• **Richiesta scritta 1**: Traduci in inglese questa frase del diario: "Finisce la guerra, crolla l'impero."

##### Testo selezionato #####

La 1a G.M. > I Profughi

TUTTI I TESTI E LE FOTO SONO TRATTI DAL LIBRO
FILOMENA  BOCCHER DIARIO DI UNA MAESTRA IN ESILIO
NEL <<LAGHER>> DI MITTERNDORF
A CURA DI LENINA BOCCHER E VITALIANO MODENA


PARTE QUARTA


1918

DAL 17 GENNAIO AL 19 MAGGIO


Si parte piangendo i morti che rimangono nel cimitero dell'accampamento sotto le croci di legno
straordinariamente vicine l'una all'altra
( proprietà A. Girardelli )


Finisce la guerra, crolla l'impero.

La consolazione per il rientro è offuscata dall' angoscia per i morti e i paesi distrutti.

È l'ora del tanto atteso rimpatrio.
Dopo cinque giorni di viaggio la famiglia Boccher
giunge a Vattaro.
Il paese è pieno di soldati di diverse nazionalità
che vanno e vengono: sono prossime le linee del fronte
dove sta per finire una guerra che ha già assunto
la dimensione di un' immane tragedia.



Mitterndorf, addio!


17 gennaio.
Sono stata a Vienna con una mia collega. Nella "Zollergasse" c'era una gran folla di gente tumultuante: facevano una dimostrazione contro la guerra.

24 gennaio.
Una mia collega è venuta a dirmi che un impiegato della cancelleria l'ha incaricata di avvertirmi che i passi per il rimpatrio in Tirolo sono aperti. Mentre andavo in baracca per portar la notizia ai miei genitori ho incontrato il signor C. C., addetto alla cancelleria d'evidenza, e mi ha detto che posso presentarmi al direttore per ottenere il permesso di partire.

25 gennaio.
Una giornata primaverile. Ho tenuto le finestre aperte e ho cominciato a far bagagli. Sono contenta, ma anche agitata. Il viaggio mi fa paura. Sento che prossimamente avrò pur non poco da rimpiangere. Sono andata dal direttore della cancelleria e mi ha domandato. quando voglio partire. "Più presto che è possibile" risposi. Può partire anche subito, - soggiunse. Dissi che partirei lunedì. Il direttore fu d'accordo.

27 gennaio.
È l'ultima domenica che passo nel "Lager". Mi dispiace di abbandonare la mia scuola, le mie care giovinette. Il direttore mi ha detto che partirò mercoledì.

29 gennaio.
Sono andata a prendere i passaporti, e mi furono consegnate tutte le carte necessarie. Ci furono date 80 K qua!e sussidio profughi per 8 giorni. E l'ultima sera che passo in questa stanzetta. Fra queste povere pareti di legno ho tanto lavorato, tanto sofferto, ci ho passato tante ore penose ed anche ore tranquille. Addio, povera cara stanzetta! Addio, cara lampada che hai visto il mio lavoro di tante notti vegliate sui libri! Addio! Me ne vado lungi da voi, ma vi rammenterò di spesso. Sono stata a salutare qualcuno. Possa l'augurio delle anime buone valere presso il Signore, perché benedica il mio viaggio e io possa ricondurmi i miei genitori vivi e sani sotto il patrio cielo!

30 gennaio.

##### Dati di origine #####

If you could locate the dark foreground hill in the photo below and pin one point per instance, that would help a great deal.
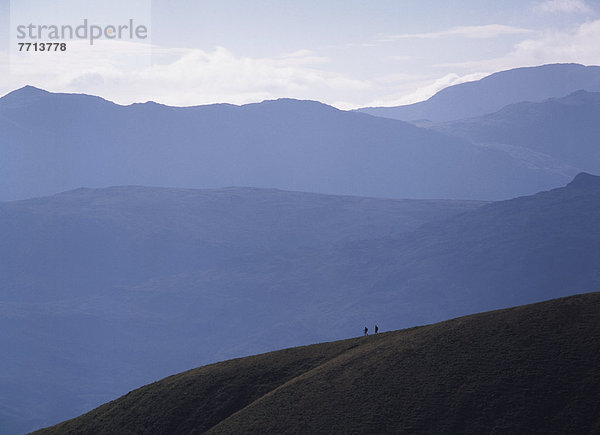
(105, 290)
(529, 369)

#####
##### Dati di origine #####

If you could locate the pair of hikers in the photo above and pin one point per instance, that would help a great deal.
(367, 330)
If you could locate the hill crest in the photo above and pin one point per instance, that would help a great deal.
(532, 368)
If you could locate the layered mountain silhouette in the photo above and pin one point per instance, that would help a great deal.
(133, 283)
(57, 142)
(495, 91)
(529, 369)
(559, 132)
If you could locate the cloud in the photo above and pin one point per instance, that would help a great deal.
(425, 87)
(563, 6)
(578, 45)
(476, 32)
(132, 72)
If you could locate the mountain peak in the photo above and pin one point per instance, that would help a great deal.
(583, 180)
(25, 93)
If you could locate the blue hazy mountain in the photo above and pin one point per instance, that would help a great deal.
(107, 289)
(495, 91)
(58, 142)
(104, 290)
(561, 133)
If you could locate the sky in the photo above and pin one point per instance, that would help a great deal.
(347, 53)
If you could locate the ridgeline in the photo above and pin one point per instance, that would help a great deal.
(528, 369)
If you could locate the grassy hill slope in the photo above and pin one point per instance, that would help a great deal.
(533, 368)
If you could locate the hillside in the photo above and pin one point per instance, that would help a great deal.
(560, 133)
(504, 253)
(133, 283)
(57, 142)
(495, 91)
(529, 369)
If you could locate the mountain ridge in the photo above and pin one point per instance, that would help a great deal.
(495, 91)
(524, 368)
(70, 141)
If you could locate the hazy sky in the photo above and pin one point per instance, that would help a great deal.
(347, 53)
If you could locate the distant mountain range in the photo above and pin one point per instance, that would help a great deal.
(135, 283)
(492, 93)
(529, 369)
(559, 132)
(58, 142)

#####

• **Richiesta scritta 2**: Individua nelle righe qui sopra ogni riga che contiene la parola "hazy" e ricopiala. Maiuscole e minuscole contano.

• **Risultato finale 1**: The war ends, the empire collapses.

• **Risultato finale 2**:
If you could locate the blue hazy mountain in the photo above and pin one point per instance, that would help a great deal.
If you could locate the hazy sky in the photo above and pin one point per instance, that would help a great deal.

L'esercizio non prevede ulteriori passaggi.